◆ PROBLEM:
Output the listing exactly, leaving out no line.

[Start of section]

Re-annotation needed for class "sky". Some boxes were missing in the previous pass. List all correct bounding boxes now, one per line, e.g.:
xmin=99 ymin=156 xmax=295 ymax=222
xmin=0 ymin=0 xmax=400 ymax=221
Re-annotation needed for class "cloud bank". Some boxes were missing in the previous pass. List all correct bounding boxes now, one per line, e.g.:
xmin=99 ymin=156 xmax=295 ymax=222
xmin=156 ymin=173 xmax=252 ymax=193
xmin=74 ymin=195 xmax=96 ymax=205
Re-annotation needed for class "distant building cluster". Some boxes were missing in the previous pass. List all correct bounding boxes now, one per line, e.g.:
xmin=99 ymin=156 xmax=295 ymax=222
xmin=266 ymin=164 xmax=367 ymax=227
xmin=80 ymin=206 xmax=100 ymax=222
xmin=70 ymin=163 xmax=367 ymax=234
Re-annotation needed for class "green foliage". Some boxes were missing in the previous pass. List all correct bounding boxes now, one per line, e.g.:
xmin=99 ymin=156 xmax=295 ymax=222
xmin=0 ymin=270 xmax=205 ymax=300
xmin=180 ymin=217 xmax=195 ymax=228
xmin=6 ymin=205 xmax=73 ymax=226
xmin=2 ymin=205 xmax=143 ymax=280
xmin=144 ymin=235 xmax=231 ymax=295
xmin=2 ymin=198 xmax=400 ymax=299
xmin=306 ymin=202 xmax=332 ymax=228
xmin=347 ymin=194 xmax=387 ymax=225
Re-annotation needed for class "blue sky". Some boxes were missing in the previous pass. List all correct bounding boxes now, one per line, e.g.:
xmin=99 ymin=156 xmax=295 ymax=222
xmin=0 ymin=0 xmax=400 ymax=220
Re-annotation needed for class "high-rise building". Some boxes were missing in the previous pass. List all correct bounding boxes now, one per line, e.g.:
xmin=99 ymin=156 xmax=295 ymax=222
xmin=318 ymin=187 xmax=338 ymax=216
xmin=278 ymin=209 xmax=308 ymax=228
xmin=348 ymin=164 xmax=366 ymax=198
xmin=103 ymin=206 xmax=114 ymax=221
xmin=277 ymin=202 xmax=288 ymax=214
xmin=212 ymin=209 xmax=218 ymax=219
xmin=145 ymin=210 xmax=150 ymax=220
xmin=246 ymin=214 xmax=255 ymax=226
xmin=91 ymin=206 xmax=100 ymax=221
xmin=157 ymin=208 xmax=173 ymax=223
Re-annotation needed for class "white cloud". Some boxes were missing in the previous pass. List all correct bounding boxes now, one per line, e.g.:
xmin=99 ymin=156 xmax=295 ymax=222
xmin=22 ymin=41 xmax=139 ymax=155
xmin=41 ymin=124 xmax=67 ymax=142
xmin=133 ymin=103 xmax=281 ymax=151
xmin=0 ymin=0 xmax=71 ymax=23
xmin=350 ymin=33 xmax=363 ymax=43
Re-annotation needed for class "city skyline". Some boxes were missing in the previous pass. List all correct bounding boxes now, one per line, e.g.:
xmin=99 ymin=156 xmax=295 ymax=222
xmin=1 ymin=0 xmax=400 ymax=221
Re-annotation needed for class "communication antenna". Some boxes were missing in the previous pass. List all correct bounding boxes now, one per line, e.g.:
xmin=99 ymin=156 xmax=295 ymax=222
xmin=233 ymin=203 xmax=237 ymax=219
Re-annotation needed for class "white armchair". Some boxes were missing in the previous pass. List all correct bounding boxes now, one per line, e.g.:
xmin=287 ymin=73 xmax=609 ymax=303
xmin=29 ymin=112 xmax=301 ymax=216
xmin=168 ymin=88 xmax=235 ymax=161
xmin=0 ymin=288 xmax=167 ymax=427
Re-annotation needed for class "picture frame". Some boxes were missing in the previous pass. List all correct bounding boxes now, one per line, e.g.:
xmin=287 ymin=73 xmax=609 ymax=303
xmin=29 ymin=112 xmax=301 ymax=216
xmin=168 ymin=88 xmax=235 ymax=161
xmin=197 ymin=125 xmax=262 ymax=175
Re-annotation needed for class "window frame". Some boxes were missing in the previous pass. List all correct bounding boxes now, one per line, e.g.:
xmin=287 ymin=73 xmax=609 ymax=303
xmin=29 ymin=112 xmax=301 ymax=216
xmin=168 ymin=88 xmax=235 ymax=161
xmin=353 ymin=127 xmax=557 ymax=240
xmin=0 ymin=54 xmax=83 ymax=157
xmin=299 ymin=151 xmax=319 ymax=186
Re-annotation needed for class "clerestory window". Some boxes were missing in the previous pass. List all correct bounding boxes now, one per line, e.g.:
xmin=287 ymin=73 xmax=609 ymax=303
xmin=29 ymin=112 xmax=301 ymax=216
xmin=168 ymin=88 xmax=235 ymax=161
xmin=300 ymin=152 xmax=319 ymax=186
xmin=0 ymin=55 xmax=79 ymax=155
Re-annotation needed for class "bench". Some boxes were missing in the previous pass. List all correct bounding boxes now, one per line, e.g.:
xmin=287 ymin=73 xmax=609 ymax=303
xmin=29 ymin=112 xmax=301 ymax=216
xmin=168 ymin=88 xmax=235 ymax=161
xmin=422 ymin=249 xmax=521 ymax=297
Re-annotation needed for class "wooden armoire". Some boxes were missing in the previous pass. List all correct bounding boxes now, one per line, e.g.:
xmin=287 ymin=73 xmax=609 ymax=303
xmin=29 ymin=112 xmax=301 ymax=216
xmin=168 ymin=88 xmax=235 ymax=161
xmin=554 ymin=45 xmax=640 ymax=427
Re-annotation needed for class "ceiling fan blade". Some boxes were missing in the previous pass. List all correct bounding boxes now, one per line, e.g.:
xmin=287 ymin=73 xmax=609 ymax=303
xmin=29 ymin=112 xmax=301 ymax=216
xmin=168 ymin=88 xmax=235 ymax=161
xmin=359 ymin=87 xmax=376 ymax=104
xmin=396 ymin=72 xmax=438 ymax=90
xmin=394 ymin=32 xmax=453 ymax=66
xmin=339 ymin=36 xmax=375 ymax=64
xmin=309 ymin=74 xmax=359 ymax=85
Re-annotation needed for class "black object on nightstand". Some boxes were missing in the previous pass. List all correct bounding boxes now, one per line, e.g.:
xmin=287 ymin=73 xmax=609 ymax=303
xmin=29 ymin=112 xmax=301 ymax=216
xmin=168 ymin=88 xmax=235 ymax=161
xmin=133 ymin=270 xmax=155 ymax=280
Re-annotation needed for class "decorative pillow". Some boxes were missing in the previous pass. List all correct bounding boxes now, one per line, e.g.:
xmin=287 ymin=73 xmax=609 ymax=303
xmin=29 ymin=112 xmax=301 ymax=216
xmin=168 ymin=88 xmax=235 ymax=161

[End of section]

◆ FINISHED EXERCISE:
Re-annotation needed for class "sky". Some boxes were missing in the previous pass. List all correct bounding boxes now, one per line, e.g.:
xmin=99 ymin=156 xmax=295 ymax=222
xmin=0 ymin=0 xmax=400 ymax=221
Re-annotation needed for class "cloud bank". Some boxes were missing in the previous pass. List all correct bounding boxes now, one per line, e.g.:
xmin=99 ymin=156 xmax=295 ymax=222
xmin=156 ymin=173 xmax=252 ymax=193
xmin=74 ymin=195 xmax=96 ymax=205
Re-annotation needed for class "distant building cluster". Some boxes were missing in the previous pass. List all correct bounding boxes now, one per line, e.g.:
xmin=99 ymin=156 xmax=295 ymax=222
xmin=266 ymin=164 xmax=367 ymax=227
xmin=80 ymin=206 xmax=100 ymax=222
xmin=70 ymin=163 xmax=367 ymax=234
Re-annotation needed for class "green foliage". Some boxes were missing in the previous pass. List all correct bounding boxes now, one per line, e.g.:
xmin=99 ymin=156 xmax=295 ymax=222
xmin=0 ymin=270 xmax=205 ymax=300
xmin=180 ymin=217 xmax=195 ymax=228
xmin=6 ymin=205 xmax=73 ymax=226
xmin=2 ymin=205 xmax=143 ymax=280
xmin=144 ymin=235 xmax=231 ymax=295
xmin=2 ymin=198 xmax=400 ymax=299
xmin=306 ymin=202 xmax=332 ymax=228
xmin=347 ymin=194 xmax=387 ymax=225
Re-annotation needed for class "blue sky". Some boxes were missing in the previous pass. List all correct bounding boxes now, one per line, e.g.:
xmin=99 ymin=156 xmax=295 ymax=222
xmin=0 ymin=0 xmax=400 ymax=220
Re-annotation needed for class "high-rise building". Some boxes were missing in the previous pass. List all correct bounding boxes now, one per line, e.g.:
xmin=99 ymin=156 xmax=295 ymax=222
xmin=318 ymin=187 xmax=338 ymax=216
xmin=278 ymin=209 xmax=308 ymax=228
xmin=348 ymin=164 xmax=366 ymax=198
xmin=103 ymin=206 xmax=114 ymax=221
xmin=277 ymin=202 xmax=288 ymax=214
xmin=212 ymin=209 xmax=218 ymax=219
xmin=145 ymin=210 xmax=150 ymax=220
xmin=246 ymin=214 xmax=255 ymax=226
xmin=91 ymin=206 xmax=100 ymax=221
xmin=157 ymin=208 xmax=173 ymax=223
Re-annotation needed for class "white cloud". Some boxes were missing in the previous pass. List all correct bounding boxes now, one per line, e.g.:
xmin=99 ymin=156 xmax=295 ymax=222
xmin=22 ymin=41 xmax=139 ymax=155
xmin=41 ymin=124 xmax=67 ymax=142
xmin=133 ymin=103 xmax=281 ymax=151
xmin=0 ymin=0 xmax=71 ymax=23
xmin=350 ymin=33 xmax=363 ymax=43
Re-annotation needed for class "city skyline". Some boxes were missing in the previous pass. List all correct bounding boxes now, one per line, e.g.:
xmin=99 ymin=156 xmax=295 ymax=222
xmin=1 ymin=0 xmax=400 ymax=221
Re-annotation needed for class "communication antenna". Some boxes were missing in the previous pass. List all correct bounding boxes now, one per line, e.g.:
xmin=99 ymin=156 xmax=295 ymax=222
xmin=233 ymin=203 xmax=237 ymax=219
Re-annotation needed for class "white armchair". Some boxes were missing in the previous pass. List all correct bounding boxes now, one per line, e.g.:
xmin=287 ymin=73 xmax=609 ymax=303
xmin=29 ymin=112 xmax=301 ymax=216
xmin=168 ymin=88 xmax=235 ymax=161
xmin=0 ymin=288 xmax=167 ymax=427
Re-annotation needed for class "picture frame". Some boxes were missing in the previous pass. List all correct bounding boxes now, one per line, e.g.:
xmin=287 ymin=73 xmax=609 ymax=303
xmin=29 ymin=112 xmax=301 ymax=216
xmin=168 ymin=88 xmax=235 ymax=161
xmin=197 ymin=125 xmax=262 ymax=175
Re-annotation needed for class "window frame". Some boxes were missing in the previous pass. List all correct bounding boxes now, one per line, e.g.:
xmin=287 ymin=73 xmax=609 ymax=303
xmin=29 ymin=112 xmax=301 ymax=216
xmin=168 ymin=88 xmax=235 ymax=161
xmin=353 ymin=127 xmax=557 ymax=240
xmin=0 ymin=54 xmax=83 ymax=157
xmin=299 ymin=151 xmax=319 ymax=186
Re-annotation needed for class "clerestory window". Some boxes were missing in the previous pass. List all correct bounding boxes now, one per line, e.g.:
xmin=287 ymin=73 xmax=609 ymax=303
xmin=29 ymin=112 xmax=301 ymax=216
xmin=168 ymin=88 xmax=235 ymax=161
xmin=300 ymin=152 xmax=319 ymax=186
xmin=0 ymin=55 xmax=79 ymax=155
Re-annotation needed for class "bench". Some boxes were missing in the previous pass. List all correct bounding boxes now, one per line, e.g.:
xmin=287 ymin=73 xmax=609 ymax=303
xmin=29 ymin=112 xmax=301 ymax=216
xmin=168 ymin=88 xmax=235 ymax=161
xmin=422 ymin=249 xmax=521 ymax=297
Re-annotation needed for class "wooden armoire". Some boxes were missing in the previous pass. List all correct bounding boxes now, one per line, e.g.:
xmin=287 ymin=73 xmax=609 ymax=303
xmin=29 ymin=112 xmax=301 ymax=216
xmin=168 ymin=88 xmax=235 ymax=161
xmin=554 ymin=45 xmax=640 ymax=427
Re-annotation needed for class "ceiling fan blade". Some boxes were missing in the previous pass. List all correct bounding boxes now, one per line, e.g.:
xmin=287 ymin=73 xmax=609 ymax=303
xmin=29 ymin=112 xmax=301 ymax=216
xmin=168 ymin=88 xmax=235 ymax=161
xmin=359 ymin=87 xmax=376 ymax=104
xmin=396 ymin=72 xmax=438 ymax=90
xmin=394 ymin=32 xmax=453 ymax=66
xmin=339 ymin=36 xmax=375 ymax=64
xmin=309 ymin=74 xmax=359 ymax=85
Re-annotation needed for class "black object on nightstand". Some boxes were missing in the previous pass. List all correct bounding boxes now, one per line, e.g.:
xmin=287 ymin=73 xmax=609 ymax=303
xmin=29 ymin=112 xmax=301 ymax=216
xmin=168 ymin=88 xmax=235 ymax=161
xmin=133 ymin=270 xmax=155 ymax=280
Re-annotation needed for class "decorative pillow". Some boxes were missing in the previous pass. List all correct bounding boxes now, one per line, e.g.:
xmin=287 ymin=73 xmax=609 ymax=303
xmin=29 ymin=112 xmax=301 ymax=216
xmin=168 ymin=88 xmax=235 ymax=161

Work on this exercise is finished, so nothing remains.